WORK INSTRUCTIONS
Pick up the excerpt on Alabama Power's energy-related derivative contracts at the point where it stops, and continue it.

-- Begin EXTRACTED TEXT --

Energy-related derivative contracts which are designated as regulatory hedges relate to Alabama Power’s fuel hedging program where gains and losses are initially recorded as regulatory liabilities and assets, respectively, and then are included in fuel expense as they are recovered through the fuel cost recovery clauses. Certain other gains and losses on energy-related derivatives, designated as cash flow hedges, are initially deferred in OCI before being recognized in income in the same period as the hedged transaction. Gains and losses on energy-related derivative contracts that are not designated or fail to qualify as hedges are recognized in the statements of income as incurred.
Unrealized pre-tax gains and losses recognized in income for the three months and nine months ended September 30, 2009 and 2008 for energy-related derivative contracts that are not hedges were not material.
The maturities of the energy-related derivative contracts and the level of the fair value hierarchy in which they fall at September 30, 2009 are as follows:
                                 
    September 30, 2009
    Fair Value Measurements
    Total   Maturity
    Fair Value   Year 1   Years 2&3   Years 4&5
    (in millions)

-- End EXTRACTED TEXT --
-- Begin EXCERPTED RECORDS --

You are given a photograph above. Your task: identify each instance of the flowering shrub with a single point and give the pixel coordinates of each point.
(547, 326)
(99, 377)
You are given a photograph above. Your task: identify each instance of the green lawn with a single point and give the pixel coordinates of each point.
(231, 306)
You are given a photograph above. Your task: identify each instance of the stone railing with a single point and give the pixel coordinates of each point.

-- End EXCERPTED RECORDS --
-- Begin EXCERPTED RECORDS --

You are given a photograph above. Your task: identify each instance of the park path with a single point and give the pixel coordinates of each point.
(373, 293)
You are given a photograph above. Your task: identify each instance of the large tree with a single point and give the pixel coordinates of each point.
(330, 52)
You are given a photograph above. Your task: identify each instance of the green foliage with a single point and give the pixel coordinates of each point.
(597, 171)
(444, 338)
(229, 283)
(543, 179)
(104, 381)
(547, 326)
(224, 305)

-- End EXCERPTED RECORDS --

ANSWER TO THIS PROBLEM
Level 1
  $     $     $     $  
Level 2
    (47.0 )     (40.3 )     (6.7 )      
Level 3
                       
 
Fair value of contracts outstanding at end of period
  $ (47.0 )   $ (40.3 )   $ (6.7 )   $  
 
Alabama Power uses over-the-counter contracts that are not exchange traded but are fair valued using prices which are actively quoted, and thus fall into Level 2. See Note (C) to the Condensed Financial Statements herein for further discussion on fair value measurements.
For additional information, see MANAGEMENT’S DISCUSSION AND ANALYSIS – FINANCIAL CONDITION AND LIQUIDITY – “Market Price Risk” of Alabama Power in Item 7 and Notes 1 and 6 to the financial statements of Alabama Power under “Financial Instruments” in Item 8 of the Form 10-K and Note (E) to the Condensed Financial Statements herein.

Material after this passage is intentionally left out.